*** Opening Listed records ***

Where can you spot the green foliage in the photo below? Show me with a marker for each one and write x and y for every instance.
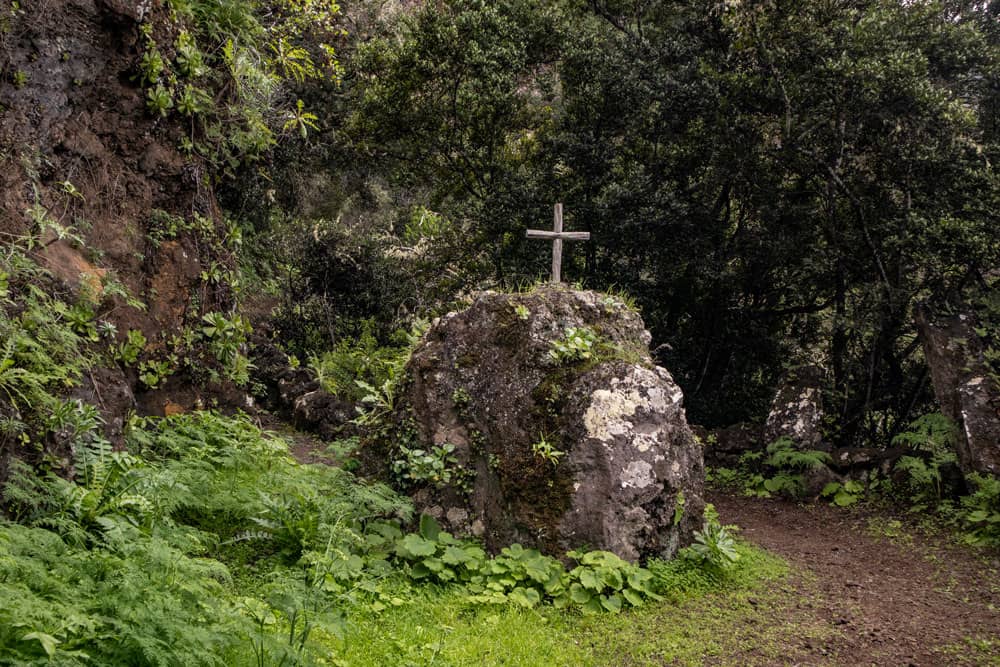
(979, 512)
(358, 359)
(187, 495)
(546, 450)
(231, 63)
(931, 439)
(128, 351)
(781, 472)
(576, 345)
(843, 494)
(714, 544)
(600, 582)
(436, 466)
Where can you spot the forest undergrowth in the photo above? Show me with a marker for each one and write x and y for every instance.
(205, 542)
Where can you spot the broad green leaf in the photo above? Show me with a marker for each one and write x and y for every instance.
(48, 642)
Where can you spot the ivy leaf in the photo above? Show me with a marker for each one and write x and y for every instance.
(414, 546)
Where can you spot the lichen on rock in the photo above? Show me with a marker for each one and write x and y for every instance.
(587, 446)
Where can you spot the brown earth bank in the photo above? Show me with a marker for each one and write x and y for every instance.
(886, 592)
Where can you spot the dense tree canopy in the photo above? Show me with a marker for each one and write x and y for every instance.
(774, 182)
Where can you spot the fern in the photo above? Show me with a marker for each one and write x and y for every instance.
(784, 456)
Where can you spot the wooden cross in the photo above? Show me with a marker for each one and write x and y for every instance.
(556, 236)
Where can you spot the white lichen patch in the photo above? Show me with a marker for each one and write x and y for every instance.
(606, 416)
(637, 475)
(645, 442)
(610, 409)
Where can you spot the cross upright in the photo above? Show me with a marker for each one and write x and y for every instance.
(556, 236)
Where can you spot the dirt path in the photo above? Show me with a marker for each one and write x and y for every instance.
(889, 595)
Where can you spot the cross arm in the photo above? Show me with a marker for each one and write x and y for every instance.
(569, 236)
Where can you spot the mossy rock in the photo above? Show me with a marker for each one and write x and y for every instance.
(617, 448)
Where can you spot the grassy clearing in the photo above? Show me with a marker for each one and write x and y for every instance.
(206, 543)
(716, 619)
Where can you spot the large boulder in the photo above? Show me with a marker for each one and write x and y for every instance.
(964, 385)
(560, 430)
(797, 410)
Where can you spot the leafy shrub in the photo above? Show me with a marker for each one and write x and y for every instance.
(980, 511)
(781, 472)
(931, 439)
(713, 544)
(436, 466)
(576, 345)
(601, 581)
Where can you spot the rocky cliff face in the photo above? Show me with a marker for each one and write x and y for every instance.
(965, 387)
(97, 180)
(559, 429)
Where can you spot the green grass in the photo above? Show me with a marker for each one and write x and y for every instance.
(707, 619)
(207, 544)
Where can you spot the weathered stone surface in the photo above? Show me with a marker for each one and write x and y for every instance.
(797, 411)
(630, 476)
(295, 394)
(964, 386)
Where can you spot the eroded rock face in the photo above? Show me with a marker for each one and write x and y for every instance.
(558, 453)
(964, 387)
(797, 411)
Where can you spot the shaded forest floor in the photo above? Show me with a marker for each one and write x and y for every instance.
(862, 587)
(879, 591)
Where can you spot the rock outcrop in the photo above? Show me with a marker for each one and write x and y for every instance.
(797, 411)
(964, 386)
(564, 433)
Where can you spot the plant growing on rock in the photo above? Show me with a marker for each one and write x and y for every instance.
(546, 450)
(436, 466)
(576, 345)
(713, 544)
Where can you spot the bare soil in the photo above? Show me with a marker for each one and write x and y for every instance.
(887, 592)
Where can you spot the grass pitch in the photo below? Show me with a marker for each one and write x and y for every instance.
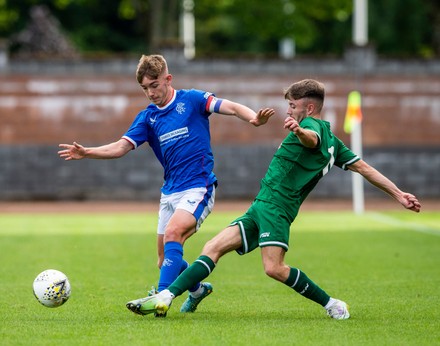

*** Closing Listed records ***

What the exercise asks:
Would you transcribe, exactly and only, the lines from the one that contains "Where can you spot the bare" through the last line of the data above, without any pictures?

Written response:
Where can you spot the bare soil in the photo above? Show me with a marker for each one and write x and y for every instance.
(887, 592)
Where can you spot the grass pitch in the photo below? Show me with a marker for each one and write x and y for every instance.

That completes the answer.